READING PASSAGE:
┌────────

Pigeon John: I put out the word for Rjd2 through Lyrics Born. Lyrics Born reached out to him for a selection of beats. That one stood out. I wouldn't say that it stood out the most, but it stood out the most for that album. I really felt that. It kind of made me think of saying goodbye to your youth, not on purpose but, because you have to. Also, things that you miss. I thought that was a very common thing that everyone goes through. I wanted to make a record that a lot of people can relate to. I thought up the concept and the first portion of the song. Then, I just wanted a different element, a different experience, from a different perspective. At first, Brother Ali came to mind, but then, 'One For The Money' came around. I thought Brother Ali fit that song a lot better. So, I thought of J-Live. I toured with J-Live, I think it was in 2005, on the 'Pigeon John Sings The Blues' tour with Living Legends. I befriended him and loved his show. I wanted someone from the East Coast and with that East Coast flavor on the record. I thought it would make everybody feel at home. That's how it came about.

MVRemix: Was the track 'The Last Sunshine' recorded with J-live, Rjd2, and you all together, or was it completed via the mail or Internet?

Pigeon John: It was done through the Internet.

MVRemix: Do you think that collaboration through the Internet or mail has a major effect and change on the way the songs come out?

Pigeon John: Hell yeah. For my next record, I am trying to have an 'all in' kind of thing. I don't like spreading it out. This record was very tedious. At times, it was tedious. I want to go somewhere and knock it out. Back in the days, when people didn't have their own home studios, they had to get songs done that day. There was a certain magic in that 'hurry up and get it done' kind of thing. I really want to go back to that on my next album. I would like to record the whole thing in Nashville in just one month. Get it all done. When I'm done, I leave it there.

└────────

STATED PROBLEM A:
Pick out every line in the records that contains the word "column", with case counting, and copy each of those lines.
The records that come next have no connection to the Pigeon John interview above.

GIVEN DATA:
┌────────

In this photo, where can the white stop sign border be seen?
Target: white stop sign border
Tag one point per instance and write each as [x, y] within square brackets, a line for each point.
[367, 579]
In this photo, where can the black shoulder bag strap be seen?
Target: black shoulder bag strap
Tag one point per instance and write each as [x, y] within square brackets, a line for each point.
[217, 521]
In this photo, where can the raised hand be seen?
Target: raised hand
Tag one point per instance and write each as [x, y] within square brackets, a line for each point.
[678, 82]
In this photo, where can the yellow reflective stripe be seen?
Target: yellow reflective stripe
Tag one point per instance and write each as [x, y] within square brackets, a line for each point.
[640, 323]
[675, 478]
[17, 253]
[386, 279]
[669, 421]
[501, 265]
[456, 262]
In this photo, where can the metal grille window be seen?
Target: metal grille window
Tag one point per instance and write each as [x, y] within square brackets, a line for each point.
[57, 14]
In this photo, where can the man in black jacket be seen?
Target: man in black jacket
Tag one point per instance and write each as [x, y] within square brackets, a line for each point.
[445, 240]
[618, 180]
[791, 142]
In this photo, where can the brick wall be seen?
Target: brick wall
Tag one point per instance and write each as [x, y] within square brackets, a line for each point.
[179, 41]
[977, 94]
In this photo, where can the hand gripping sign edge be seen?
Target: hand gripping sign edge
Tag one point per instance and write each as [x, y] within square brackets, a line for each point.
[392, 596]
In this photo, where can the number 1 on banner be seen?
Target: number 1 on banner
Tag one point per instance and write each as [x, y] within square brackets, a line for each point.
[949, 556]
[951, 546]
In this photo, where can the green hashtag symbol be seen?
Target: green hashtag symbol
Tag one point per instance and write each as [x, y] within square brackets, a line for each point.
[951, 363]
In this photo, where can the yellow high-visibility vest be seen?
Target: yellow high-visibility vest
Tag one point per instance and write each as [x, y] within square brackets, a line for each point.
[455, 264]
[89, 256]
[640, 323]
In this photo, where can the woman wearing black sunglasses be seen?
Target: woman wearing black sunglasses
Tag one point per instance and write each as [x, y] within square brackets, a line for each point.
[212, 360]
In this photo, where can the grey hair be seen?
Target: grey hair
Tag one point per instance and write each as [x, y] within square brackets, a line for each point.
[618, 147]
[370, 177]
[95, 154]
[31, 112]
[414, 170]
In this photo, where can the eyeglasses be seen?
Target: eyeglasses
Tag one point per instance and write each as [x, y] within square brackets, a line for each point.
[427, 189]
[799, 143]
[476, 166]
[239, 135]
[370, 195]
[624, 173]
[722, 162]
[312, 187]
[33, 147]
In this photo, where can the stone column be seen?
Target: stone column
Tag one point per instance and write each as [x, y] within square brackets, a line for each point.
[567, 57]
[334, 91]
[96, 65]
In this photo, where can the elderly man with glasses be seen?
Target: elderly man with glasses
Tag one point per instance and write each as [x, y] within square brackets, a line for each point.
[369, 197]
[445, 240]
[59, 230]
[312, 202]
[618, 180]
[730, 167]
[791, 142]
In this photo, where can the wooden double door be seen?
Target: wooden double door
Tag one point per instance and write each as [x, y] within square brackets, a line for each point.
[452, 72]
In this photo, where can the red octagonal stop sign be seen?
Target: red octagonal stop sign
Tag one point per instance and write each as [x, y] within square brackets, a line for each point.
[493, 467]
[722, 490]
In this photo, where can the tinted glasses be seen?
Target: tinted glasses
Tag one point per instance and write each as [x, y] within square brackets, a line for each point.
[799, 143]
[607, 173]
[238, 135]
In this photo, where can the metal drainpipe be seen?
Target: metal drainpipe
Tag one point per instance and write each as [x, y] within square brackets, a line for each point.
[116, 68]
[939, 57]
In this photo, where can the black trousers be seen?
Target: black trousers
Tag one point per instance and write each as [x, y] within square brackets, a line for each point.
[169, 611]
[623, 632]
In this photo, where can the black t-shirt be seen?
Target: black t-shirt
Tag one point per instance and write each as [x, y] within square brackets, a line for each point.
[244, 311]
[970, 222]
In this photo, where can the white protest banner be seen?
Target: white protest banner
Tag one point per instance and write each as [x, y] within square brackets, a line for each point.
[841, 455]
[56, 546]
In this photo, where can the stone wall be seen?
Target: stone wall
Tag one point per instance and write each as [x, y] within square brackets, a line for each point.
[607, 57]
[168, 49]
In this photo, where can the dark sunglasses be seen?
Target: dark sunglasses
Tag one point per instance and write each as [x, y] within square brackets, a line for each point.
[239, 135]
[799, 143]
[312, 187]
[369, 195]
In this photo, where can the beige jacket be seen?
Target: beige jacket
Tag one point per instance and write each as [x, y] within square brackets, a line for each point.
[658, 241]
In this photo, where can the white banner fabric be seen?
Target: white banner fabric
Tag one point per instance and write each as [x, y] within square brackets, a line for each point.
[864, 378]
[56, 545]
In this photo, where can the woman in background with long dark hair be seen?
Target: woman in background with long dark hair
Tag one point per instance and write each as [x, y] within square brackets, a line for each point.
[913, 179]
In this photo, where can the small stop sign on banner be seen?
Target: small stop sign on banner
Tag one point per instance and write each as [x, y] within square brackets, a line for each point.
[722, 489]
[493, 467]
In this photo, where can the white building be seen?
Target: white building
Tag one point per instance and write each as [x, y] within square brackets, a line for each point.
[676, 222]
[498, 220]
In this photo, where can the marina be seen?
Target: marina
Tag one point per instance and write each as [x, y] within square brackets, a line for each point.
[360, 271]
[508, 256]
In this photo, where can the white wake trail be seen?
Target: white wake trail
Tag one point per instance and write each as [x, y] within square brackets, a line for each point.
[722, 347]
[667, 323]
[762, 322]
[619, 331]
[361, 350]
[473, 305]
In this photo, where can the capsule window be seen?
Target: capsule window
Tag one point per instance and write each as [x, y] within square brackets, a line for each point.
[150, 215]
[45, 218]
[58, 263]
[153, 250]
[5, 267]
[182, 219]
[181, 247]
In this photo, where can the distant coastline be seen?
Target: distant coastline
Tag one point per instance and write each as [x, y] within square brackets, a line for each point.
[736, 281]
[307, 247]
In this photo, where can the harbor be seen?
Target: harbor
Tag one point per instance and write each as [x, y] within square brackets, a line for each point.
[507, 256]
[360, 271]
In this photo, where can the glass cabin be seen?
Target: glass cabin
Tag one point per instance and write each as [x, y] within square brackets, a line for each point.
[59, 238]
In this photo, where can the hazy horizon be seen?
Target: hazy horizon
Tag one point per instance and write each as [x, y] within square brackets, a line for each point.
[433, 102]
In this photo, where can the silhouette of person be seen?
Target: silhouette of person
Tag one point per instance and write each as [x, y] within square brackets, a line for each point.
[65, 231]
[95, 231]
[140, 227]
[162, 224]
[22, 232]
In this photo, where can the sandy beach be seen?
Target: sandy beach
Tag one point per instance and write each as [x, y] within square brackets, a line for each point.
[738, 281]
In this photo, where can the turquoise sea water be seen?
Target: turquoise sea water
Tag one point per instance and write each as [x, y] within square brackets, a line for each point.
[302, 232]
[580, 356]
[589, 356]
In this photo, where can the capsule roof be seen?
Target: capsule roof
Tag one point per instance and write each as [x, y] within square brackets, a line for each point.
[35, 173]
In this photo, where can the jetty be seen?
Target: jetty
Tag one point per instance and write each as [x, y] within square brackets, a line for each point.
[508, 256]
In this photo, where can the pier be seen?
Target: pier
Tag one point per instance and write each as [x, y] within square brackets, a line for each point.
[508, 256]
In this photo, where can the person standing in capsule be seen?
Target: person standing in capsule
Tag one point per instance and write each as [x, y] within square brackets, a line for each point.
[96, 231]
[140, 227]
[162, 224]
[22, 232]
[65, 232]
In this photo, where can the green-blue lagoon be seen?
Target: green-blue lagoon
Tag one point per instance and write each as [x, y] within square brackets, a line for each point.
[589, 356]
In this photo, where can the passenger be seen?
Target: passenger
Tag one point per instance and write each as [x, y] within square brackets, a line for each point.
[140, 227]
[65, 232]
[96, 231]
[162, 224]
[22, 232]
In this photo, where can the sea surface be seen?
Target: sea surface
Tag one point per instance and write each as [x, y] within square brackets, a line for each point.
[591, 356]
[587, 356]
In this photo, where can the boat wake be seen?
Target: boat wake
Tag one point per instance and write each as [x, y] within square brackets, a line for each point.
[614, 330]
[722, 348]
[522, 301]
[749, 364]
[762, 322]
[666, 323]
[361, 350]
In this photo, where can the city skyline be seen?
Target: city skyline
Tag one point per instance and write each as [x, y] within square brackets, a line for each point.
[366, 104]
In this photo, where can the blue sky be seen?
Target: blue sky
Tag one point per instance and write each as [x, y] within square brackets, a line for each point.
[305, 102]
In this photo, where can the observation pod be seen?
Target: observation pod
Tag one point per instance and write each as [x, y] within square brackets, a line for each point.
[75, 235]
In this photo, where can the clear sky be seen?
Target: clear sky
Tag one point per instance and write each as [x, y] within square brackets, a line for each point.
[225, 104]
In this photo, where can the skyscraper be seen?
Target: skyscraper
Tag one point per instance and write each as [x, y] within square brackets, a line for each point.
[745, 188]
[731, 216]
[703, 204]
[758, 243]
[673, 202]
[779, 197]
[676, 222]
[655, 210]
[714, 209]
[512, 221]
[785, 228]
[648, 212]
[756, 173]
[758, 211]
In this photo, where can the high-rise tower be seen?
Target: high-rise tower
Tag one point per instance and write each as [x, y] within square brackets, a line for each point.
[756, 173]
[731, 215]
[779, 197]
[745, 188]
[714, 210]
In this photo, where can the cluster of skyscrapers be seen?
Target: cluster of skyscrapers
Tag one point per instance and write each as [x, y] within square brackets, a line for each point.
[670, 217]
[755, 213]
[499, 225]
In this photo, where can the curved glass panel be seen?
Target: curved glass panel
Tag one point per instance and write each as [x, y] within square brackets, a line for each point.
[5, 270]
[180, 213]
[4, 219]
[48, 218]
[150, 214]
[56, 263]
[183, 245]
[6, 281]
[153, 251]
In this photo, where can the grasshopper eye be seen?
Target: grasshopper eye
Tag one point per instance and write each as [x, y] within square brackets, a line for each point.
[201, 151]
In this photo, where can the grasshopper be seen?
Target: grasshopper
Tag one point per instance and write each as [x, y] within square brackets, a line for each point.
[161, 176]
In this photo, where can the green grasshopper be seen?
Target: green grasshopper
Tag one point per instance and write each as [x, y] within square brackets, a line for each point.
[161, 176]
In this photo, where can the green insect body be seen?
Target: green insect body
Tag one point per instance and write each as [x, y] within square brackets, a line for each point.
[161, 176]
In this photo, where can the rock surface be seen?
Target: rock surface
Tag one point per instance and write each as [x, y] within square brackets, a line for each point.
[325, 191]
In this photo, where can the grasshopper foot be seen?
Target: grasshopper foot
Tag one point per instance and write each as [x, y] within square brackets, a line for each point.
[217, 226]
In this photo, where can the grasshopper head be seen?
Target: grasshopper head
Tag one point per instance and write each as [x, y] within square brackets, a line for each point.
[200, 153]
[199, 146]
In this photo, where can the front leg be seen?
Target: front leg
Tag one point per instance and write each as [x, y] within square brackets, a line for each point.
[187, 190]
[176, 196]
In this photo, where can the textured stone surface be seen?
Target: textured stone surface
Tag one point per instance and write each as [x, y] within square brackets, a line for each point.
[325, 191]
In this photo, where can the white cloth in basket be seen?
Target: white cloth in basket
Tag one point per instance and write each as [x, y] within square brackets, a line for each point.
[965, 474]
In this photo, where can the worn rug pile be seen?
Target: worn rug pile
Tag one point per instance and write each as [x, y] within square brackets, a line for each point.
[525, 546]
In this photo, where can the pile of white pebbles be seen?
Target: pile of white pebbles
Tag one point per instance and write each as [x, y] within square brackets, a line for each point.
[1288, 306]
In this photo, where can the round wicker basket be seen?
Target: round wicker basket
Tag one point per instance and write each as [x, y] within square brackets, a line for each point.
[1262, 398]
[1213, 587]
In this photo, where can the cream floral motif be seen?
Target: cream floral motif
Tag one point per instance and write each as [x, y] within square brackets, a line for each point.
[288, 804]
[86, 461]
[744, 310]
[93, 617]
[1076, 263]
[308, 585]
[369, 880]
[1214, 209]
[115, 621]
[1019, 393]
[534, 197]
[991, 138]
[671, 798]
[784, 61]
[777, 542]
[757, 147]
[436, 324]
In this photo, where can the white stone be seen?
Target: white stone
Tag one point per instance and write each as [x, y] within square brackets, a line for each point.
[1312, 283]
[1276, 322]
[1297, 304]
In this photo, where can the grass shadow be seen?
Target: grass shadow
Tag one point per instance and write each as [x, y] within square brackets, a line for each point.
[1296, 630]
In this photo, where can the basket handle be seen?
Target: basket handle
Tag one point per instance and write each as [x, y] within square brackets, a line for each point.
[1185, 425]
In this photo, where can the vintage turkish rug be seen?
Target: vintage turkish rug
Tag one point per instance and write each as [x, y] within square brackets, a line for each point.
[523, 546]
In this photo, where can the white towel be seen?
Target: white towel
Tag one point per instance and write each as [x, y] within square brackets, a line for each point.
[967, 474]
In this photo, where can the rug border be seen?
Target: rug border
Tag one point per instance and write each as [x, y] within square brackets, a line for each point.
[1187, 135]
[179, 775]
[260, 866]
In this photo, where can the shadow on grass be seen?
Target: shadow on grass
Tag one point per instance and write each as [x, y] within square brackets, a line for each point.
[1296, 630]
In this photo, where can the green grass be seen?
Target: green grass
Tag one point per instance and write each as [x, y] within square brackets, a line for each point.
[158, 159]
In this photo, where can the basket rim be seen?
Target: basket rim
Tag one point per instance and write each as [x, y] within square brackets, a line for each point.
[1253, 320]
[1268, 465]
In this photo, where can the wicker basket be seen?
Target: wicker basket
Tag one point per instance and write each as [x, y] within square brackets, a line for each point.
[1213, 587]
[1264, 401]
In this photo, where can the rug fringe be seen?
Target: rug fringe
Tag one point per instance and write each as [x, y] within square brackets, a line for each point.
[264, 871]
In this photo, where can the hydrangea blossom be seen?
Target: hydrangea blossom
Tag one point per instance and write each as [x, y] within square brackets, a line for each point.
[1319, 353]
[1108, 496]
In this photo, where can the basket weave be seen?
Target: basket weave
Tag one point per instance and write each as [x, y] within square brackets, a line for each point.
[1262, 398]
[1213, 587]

└────────

STATED PROBLEM B:
Extend the Pigeon John interview above, continuing on from its final sentence.

FINAL RESULT A:
In this photo, where can the stone column be seen?
Target: stone column

FINAL RESULT B:
MVRemix: On the incredible concept track, 'As We Know It', you are talking to Jesus Christ during the Armageddon. With a very aggressive anger (for your standards), you ask Jesus to answer for the horrible incidents in human history. (i.e. wars, child molestation, racism, etc.) Did you find people that people misinterpreted the track? How have people reacted to the song?

Pigeon John: Not yet. I'm surprised. Actually, no. I'm not surprised. I'm happy that people are feeling the song and like that song.

MVRemix: When I first heard that you were using and interpolation of R.E.M.'s 'It's The End Of The World As We Know It (And I Feel Fine)', I originally thought it would too 'easy' or too blatant. After I heard the whole track, I was very impressed.

Pigeon John: Yeah! I know what you mean. Thank you.

MVRemix: Do you consider yourself a spiritual person?

Pigeon John: Yeah! I'm a Christian, dude.

MVRemix: How has being a Christian affected your hip-hop life?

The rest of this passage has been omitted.